**Exercise:** Every entry must be copied word for word.

**Supplied material:**
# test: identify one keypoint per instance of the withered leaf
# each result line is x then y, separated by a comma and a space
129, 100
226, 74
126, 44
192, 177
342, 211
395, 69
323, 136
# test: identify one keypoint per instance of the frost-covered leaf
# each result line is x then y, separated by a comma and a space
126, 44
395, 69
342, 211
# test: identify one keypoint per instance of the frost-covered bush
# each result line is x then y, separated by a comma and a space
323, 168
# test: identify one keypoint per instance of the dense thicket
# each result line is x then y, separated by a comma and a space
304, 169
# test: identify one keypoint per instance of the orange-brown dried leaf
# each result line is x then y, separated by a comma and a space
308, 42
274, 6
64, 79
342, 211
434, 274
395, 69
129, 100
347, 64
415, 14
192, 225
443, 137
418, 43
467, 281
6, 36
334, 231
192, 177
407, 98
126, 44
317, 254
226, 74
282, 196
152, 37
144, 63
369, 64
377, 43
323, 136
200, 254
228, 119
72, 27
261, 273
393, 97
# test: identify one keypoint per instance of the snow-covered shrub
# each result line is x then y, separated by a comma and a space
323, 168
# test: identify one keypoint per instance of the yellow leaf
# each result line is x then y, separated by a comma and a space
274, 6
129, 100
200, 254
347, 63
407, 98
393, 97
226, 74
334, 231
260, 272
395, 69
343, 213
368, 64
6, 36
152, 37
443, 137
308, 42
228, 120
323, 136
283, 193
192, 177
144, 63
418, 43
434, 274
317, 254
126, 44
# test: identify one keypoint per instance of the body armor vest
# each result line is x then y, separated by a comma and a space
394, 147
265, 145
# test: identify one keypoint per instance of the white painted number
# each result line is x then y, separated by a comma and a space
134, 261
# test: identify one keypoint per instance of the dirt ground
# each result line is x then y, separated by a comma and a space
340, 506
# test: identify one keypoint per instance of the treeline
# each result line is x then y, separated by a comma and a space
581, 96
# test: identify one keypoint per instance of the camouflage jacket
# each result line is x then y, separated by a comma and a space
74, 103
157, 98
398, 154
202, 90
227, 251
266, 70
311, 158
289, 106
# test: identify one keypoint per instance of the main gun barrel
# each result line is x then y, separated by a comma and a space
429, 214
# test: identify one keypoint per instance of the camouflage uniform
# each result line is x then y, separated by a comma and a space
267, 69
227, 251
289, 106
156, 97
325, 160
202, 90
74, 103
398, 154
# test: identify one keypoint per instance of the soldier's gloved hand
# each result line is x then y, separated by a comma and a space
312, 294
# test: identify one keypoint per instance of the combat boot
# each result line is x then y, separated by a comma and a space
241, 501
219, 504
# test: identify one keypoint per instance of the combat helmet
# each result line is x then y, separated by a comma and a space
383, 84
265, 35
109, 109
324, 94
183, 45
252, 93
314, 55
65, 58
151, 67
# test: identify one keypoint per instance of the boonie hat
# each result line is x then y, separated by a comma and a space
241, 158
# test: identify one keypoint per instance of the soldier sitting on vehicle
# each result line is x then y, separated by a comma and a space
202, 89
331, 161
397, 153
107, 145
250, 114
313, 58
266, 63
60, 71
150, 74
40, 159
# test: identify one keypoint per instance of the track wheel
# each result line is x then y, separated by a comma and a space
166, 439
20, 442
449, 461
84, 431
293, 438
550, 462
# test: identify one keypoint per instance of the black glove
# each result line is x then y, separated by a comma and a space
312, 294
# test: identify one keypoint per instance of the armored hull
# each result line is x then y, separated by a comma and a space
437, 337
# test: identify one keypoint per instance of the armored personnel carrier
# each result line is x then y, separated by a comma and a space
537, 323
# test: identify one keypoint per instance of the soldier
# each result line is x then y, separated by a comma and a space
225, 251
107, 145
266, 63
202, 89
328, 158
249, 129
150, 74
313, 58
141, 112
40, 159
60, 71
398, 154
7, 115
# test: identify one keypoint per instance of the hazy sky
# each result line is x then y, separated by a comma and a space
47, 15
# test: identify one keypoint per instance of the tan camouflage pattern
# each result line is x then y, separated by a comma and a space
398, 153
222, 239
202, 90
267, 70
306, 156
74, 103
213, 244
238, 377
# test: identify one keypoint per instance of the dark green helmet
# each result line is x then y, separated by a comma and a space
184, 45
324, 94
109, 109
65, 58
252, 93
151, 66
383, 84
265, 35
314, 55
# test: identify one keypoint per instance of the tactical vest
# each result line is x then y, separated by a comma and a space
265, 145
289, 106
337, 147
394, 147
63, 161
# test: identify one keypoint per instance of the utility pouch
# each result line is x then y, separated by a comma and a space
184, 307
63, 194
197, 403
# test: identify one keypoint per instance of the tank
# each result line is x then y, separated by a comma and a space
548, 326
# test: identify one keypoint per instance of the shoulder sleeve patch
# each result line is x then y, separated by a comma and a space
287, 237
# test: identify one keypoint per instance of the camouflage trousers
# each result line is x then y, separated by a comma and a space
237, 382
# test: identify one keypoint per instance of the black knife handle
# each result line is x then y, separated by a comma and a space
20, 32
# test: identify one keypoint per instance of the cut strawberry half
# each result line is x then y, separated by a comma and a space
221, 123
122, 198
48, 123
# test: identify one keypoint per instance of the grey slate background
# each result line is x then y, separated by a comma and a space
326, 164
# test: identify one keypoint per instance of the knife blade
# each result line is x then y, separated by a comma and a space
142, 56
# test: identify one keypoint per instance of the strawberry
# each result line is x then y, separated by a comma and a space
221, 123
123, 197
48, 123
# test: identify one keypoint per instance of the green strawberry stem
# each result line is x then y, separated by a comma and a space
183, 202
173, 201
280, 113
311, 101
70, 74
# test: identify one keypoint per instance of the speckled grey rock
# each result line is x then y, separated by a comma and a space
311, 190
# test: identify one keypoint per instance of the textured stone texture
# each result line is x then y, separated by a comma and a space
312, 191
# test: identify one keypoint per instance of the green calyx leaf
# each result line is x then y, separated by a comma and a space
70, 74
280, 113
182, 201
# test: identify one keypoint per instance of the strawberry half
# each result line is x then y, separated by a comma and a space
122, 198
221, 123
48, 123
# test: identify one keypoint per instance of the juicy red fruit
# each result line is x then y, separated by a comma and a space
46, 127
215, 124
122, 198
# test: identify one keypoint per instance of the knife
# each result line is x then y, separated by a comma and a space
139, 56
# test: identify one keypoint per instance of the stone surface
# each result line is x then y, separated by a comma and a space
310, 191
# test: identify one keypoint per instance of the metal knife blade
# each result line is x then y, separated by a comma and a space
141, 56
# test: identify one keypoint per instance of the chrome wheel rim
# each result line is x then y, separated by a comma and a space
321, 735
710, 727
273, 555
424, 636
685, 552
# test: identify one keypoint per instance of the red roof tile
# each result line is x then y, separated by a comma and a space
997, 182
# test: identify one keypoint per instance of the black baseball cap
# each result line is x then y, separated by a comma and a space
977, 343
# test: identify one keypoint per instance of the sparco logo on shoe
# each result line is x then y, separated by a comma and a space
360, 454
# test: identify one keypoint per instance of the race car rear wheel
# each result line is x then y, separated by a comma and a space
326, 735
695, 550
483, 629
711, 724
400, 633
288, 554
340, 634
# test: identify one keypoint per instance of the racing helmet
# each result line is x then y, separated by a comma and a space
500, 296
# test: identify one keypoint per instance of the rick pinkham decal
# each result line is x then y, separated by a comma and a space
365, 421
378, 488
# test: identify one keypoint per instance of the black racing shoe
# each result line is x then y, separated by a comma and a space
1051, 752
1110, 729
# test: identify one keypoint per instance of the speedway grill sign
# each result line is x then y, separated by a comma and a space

**Solution to this task:**
# test: identify one keypoint per instance of the withered leaf
# each result line is x then y, separated by a comma and a space
129, 100
226, 74
126, 44
192, 177
342, 211
395, 69
323, 136
# test: identify one keypoint per instance of the frost-covered leaf
# each result line is x then y, separated by a comma and a space
126, 44
395, 69
342, 211
# test: identify one keypoint per instance of the frost-covered bush
# each result line is x then y, separated by a comma and a space
323, 168
# test: identify one keypoint per instance of the dense thicket
# each result line is x then y, separated by a comma and a space
304, 169
# test: identify one keypoint per instance of the orange-brown dried leaf
# each result line is x then y, separated by a comma and a space
308, 42
274, 6
64, 79
342, 211
434, 274
395, 69
129, 100
347, 64
415, 14
192, 225
443, 137
418, 43
467, 281
6, 36
334, 231
192, 177
407, 98
126, 44
317, 254
226, 74
282, 196
152, 37
144, 63
369, 64
377, 43
323, 136
200, 254
228, 119
72, 27
261, 273
393, 97
# test: identify one keypoint per instance of the snow-covered shrub
# each result line is x then y, separated by a comma and a space
323, 168
# test: identify one keypoint per instance of the yellow leaf
# each result line is x then y, separated by a comma and a space
274, 6
129, 100
200, 254
347, 63
407, 98
393, 97
226, 74
334, 231
260, 272
395, 69
343, 213
368, 64
6, 36
152, 37
443, 137
308, 42
228, 120
323, 136
283, 193
192, 177
144, 63
418, 43
434, 274
317, 254
126, 44
# test: identify one keypoint per instance of the body armor vest
# each result line is x then y, separated by a comma and a space
394, 147
265, 145
# test: identify one keypoint per instance of the white painted number
# each result line is x then y, separated by a comma and a space
134, 261
# test: identify one keypoint per instance of the dirt ground
# each result line is x then y, separated by a comma and a space
340, 506
# test: identify one keypoint per instance of the treeline
# each result line is x then y, separated by a comma and a space
581, 96
# test: identify one keypoint per instance of the camouflage jacket
# each result line is x then y, separated by a comma and a space
74, 103
157, 98
398, 154
202, 90
227, 251
266, 70
311, 158
289, 106
# test: identify one keypoint per instance of the main gun barrel
# each result line is x then y, separated by a comma and a space
429, 214
# test: identify one keypoint per instance of the camouflage uniform
# each result line is x then y, separated by a comma and a space
267, 69
227, 251
289, 106
156, 97
325, 160
202, 90
74, 103
398, 154
# test: identify one keypoint per instance of the soldier's gloved hand
# each result line is x then y, separated by a comma and a space
312, 294
# test: identify one keypoint per instance of the combat boot
# each result line is x then y, separated by a comma and a space
241, 501
219, 504
# test: identify one keypoint per instance of the combat helmet
# each result line is x then y, separated by a comma and a space
383, 84
265, 35
109, 109
324, 94
183, 45
252, 93
314, 55
65, 58
151, 67
# test: identify one keypoint per instance of the boonie hat
# each result line is x then y, separated by a comma and a space
241, 158
# test: identify one keypoint per instance of the soldier sitting on vehicle
# each result line is x then y, separated by a comma and a space
202, 89
331, 161
397, 153
107, 145
250, 114
313, 58
266, 63
60, 71
150, 74
40, 159
# test: identify one keypoint per instance of the track wheel
# each result line is x then y, separated by a comma and a space
166, 439
20, 442
449, 461
84, 431
293, 438
550, 462
# test: identify one keypoint per instance of the black glove
# each result line is x then y, separated by a comma and a space
312, 294
# test: identify one keypoint per instance of the armored hull
# each result line is x then y, separated by a comma and a space
437, 337
# test: identify one keypoint per instance of the armored personnel carrier
# each result line is x then y, separated by a comma and a space
537, 323
# test: identify one keypoint per instance of the soldier
# each result line is x then y, separated by a comma and a space
225, 251
107, 145
266, 63
202, 89
328, 158
249, 129
150, 74
313, 58
141, 112
40, 159
60, 71
398, 154
7, 115
# test: identify one keypoint per instance of the hazy sky
# each result line is x then y, separated by a comma and a space
47, 15
# test: identify one keypoint per instance of the tan camouflage pattern
# each result line is x then y, separated by a comma and a space
398, 153
222, 239
202, 90
267, 70
306, 156
74, 103
213, 244
238, 377
# test: identify one keypoint per instance of the dark green helmet
# each result line is x then y, separated by a comma and a space
184, 45
324, 94
109, 109
65, 58
252, 93
151, 66
383, 84
265, 35
314, 55
# test: identify one keypoint per instance of the tactical vest
# each result line is x then y, separated by a comma and a space
265, 145
289, 106
337, 147
394, 147
63, 161
# test: identify one keypoint per instance of the utility pouch
# each result line is x then y, separated by a comma and a space
184, 307
63, 194
197, 403
# test: identify one keypoint per instance of the tank
# each result line is x then y, separated by a comma and a space
548, 326
# test: identify one keypoint per instance of the shoulder sleeve patch
# each result line is x then y, separated by a comma and a space
287, 237
# test: identify one keypoint per instance of the camouflage trousers
# each result line is x then y, separated by a comma and a space
237, 382
# test: identify one keypoint per instance of the black knife handle
# each result line is x then y, separated by a comma and a space
20, 32
# test: identify one keypoint per instance of the cut strawberry half
# each result line is x then y, separated by a comma and a space
221, 123
122, 198
48, 123
# test: identify one keypoint per instance of the grey slate background
# each result line is x then y, separated by a comma and a space
326, 164
# test: identify one keypoint per instance of the knife blade
# each result line is x then y, separated by a comma and a space
142, 56
# test: identify one keypoint per instance of the strawberry
# each result line is x then y, separated by a comma and a space
221, 123
123, 197
48, 123
# test: identify one keypoint per instance of the green strawberry stem
# each result line is x then y, separated by a comma and a space
183, 202
173, 201
280, 113
311, 101
70, 74
# test: identify one keypoint per instance of the speckled grey rock
# each result line is x then y, separated by a comma and a space
311, 190
# test: identify one keypoint per instance of the textured stone texture
# each result line is x then y, separated by a comma and a space
312, 191
# test: identify one keypoint per instance of the green calyx leaf
# each result line is x then y, separated by a comma and a space
70, 74
280, 113
182, 201
# test: identify one keypoint per instance of the strawberry half
# each result line is x then y, separated by a comma and a space
122, 198
221, 123
48, 123
# test: identify one keypoint per instance of the juicy red fruit
# each result line is x then y, separated by a comma and a space
46, 127
215, 124
122, 198
# test: identify one keypoint per instance of the knife
# each result line is x then y, separated by a comma and a space
139, 56
# test: identify one keypoint per instance of the stone surface
# each result line is x then y, separated by a comma and a space
310, 191
# test: identify one keypoint per instance of the metal knife blade
# each result line is x then y, separated by a comma and a space
141, 56
# test: identify one keypoint per instance of the chrome wheel rim
# each result line is x then y, separated by a comma and a space
321, 735
710, 727
273, 555
424, 636
685, 552
# test: identify one keypoint per instance of the red roof tile
# each result line is x then y, separated by a comma and a space
997, 182
# test: identify one keypoint per instance of the black baseball cap
# each result line is x then y, separated by a comma and a space
977, 343
# test: identify one keypoint per instance of the sparco logo on shoe
# each result line is x then y, separated by a comma and a space
360, 454
# test: identify one keypoint per instance of the race car rear wheel
# each result line is x then y, separated by a comma and a space
326, 735
695, 550
483, 629
711, 724
400, 633
288, 554
340, 634
# test: identify one keypoint per instance of the racing helmet
# each result line is x then y, separated by a comma and a space
500, 296
# test: identify one keypoint per instance of the rick pinkham decal
# each result line is x then y, separated by a comma and a space
365, 421
378, 488
# test: identify one keypoint per instance of the black racing shoe
# each result line is x then y, separated by a comma and a space
1051, 752
1110, 729
# test: identify one keypoint per instance of the speedway grill sign
# each result line is x then y, separated by a comma and a space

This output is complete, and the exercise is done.